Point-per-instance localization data
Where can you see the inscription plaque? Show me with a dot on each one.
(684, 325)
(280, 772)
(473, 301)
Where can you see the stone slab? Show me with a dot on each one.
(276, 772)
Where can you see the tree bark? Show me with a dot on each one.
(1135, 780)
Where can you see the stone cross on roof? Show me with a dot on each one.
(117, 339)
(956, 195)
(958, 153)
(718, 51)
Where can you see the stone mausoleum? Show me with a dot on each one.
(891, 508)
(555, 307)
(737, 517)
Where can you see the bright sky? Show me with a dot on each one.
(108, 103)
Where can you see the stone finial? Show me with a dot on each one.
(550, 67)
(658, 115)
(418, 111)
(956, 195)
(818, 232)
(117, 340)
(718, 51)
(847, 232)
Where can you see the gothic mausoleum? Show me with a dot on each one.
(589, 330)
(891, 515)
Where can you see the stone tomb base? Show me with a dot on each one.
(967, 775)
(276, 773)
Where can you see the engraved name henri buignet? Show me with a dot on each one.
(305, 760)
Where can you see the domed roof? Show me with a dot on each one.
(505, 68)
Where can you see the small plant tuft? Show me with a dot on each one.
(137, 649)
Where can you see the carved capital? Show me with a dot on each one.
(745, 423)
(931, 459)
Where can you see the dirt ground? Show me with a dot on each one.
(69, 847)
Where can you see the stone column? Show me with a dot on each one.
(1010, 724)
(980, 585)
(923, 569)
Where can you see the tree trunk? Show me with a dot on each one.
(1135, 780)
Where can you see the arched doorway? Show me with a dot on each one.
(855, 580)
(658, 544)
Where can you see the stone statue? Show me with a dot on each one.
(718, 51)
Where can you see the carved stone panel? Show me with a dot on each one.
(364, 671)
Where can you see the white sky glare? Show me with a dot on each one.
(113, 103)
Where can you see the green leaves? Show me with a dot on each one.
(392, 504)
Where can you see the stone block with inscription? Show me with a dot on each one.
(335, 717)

PROBLEM TO WORK ON:
There is a line above that contains "Where can you see the white". Copy it and all later lines through the last, exactly, and leave out the rest.

EXERCISE OUTPUT:
Where can you see the white sky glare? Show me with a dot on each one.
(113, 103)
Where can you see the green leaves? Show me with a dot on each one.
(392, 504)
Where can you see the stone block with inscription? Show me with a dot on each one.
(335, 717)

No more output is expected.